Quoted passage:
^^^^^^^^
Fig. 3: Unsupervised learning reveals amino acid preferences for ligand specificity.
From: Highly multiplexed design of an allosteric transcription factor to sense new ligands

a Uniform Manifold Approximation and Projection (UMAP) 2D embedding of 17,430 variants with physicochemical properties of amino acids at each variable position in the TtgR library. Multicolored plot shows 23 clusters identified with Hierarchical Density-Based Spatial Clustering of Applications with Noise (HDBSCAN). Gray points correspond to points the algorithm identified as noise. b Dot plot showing the performance of each of the 23 clusters identified after UMAP-HDBSCAN. The color of each dot represents the average F-score of all variants within the cluster-ligand pair that has a minimum of 1.5 F-score. The size of the dot represents the percentage of variants with >1.5 F-score within each cluster normalized to the highest percentage for that ligand. c Heatmaps for the top 3 performing clusters of each ligand showing log2Enrichment of each possible amino acid at the variable positions of TtgR. Clusters are shown from rank 1 to 3 going from left to right. Enrichment was calculated by obtaining the F-score-weighted frequency of amino acids in the cluster using variants with a minimum of 1.5 F-score and normalizing to the DNA count-weighted frequencies of the initial library. Red letters denote the wild-type residues. See “Methods” for an in-depth description of analysis. Source data are provided as a Source Data file.
^^^^^^^^
Extracted material:
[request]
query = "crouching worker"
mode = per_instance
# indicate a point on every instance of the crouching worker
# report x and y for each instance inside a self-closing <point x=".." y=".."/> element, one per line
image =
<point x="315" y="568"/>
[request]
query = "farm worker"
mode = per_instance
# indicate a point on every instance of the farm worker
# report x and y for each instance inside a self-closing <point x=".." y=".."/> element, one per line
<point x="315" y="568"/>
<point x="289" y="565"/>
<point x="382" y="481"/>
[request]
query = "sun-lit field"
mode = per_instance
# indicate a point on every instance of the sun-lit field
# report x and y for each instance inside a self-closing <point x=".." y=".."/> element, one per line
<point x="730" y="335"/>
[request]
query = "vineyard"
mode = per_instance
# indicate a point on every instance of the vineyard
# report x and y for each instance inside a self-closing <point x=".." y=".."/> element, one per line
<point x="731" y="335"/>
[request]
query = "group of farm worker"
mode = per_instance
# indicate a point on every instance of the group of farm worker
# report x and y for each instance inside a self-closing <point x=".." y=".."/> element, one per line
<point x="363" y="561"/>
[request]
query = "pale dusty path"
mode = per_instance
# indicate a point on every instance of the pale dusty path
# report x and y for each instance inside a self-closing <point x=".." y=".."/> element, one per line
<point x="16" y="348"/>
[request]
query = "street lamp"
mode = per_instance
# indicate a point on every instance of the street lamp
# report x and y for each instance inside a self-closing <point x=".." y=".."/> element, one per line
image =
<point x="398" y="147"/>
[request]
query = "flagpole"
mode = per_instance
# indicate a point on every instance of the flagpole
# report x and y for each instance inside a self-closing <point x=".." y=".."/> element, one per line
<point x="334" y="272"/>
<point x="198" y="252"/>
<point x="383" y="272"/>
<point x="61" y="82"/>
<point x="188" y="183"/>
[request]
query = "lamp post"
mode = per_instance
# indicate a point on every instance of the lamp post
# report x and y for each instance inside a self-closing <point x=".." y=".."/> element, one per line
^^^^^^^^
Tasks:
(a) Rewrite the paragraph of the figure caption that begins "a Uniform Manifold Approximation and Projection" as a brief bulleted list that keeps its main facts.
(b) According to the figure caption, how many clusters did HDBSCAN identify?
(c) Summarize the figure caption in two sentences.
Nothing in the records is needed for the work on the figure caption.

Problem solutions:
(a)
- Panel a: a UMAP 2D embedding of 17,430 variants, based on the physicochemical properties of amino acids at each variable position in the TtgR library. HDBSCAN identified 23 clusters, shown in color. Gray points are those the algorithm marked as noise.
- Panel b: a dot plot of how each of the 23 clusters performed. Dot color is the average F-score of variants in the cluster-ligand pair with an F-score of at least 1.5. Dot size is the percentage of variants in the cluster with an F-score above 1.5, normalized to the highest percentage for that ligand.
- Panel c: heatmaps of the top 3 clusters for each ligand, ranked 1 to 3 from left to right. They show the log2Enrichment of each possible amino acid at TtgR's variable positions.
- Enrichment was calculated from the F-score-weighted amino acid frequency in the cluster, using variants with an F-score of at least 1.5. It was normalized to the DNA count-weighted frequencies of the initial library.
- Red letters mark wild-type residues. The Methods give full details of the analysis, and source data are in a Source Data file.

(b) It identified 23 clusters.

(c) The figure shows a UMAP embedding of 17,430 TtgR library variants, grouped into 23 clusters by HDBSCAN, along with a dot plot of how each cluster performed by F-score for each ligand. Heatmaps for the top 3 clusters per ligand show the log2Enrichment of amino acids at TtgR's variable positions, with wild-type residues marked in red.